WHAT NEEDS TO BE DONE: For each record here, output an exact copy.

Dataset entries:
################

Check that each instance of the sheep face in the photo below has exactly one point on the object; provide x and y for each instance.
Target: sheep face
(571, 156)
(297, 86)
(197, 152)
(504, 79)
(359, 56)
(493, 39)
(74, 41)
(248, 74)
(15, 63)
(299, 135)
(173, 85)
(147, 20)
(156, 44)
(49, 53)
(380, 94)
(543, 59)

################

ANSWER TO THIS PROBLEM:
Check that each instance of the sheep face in the photo below has exactly one point on the object; provide x and y for each instance.
Target: sheep face
(571, 156)
(297, 86)
(197, 152)
(504, 79)
(359, 56)
(493, 39)
(74, 41)
(248, 74)
(15, 63)
(299, 135)
(173, 85)
(147, 20)
(156, 44)
(49, 53)
(380, 94)
(543, 59)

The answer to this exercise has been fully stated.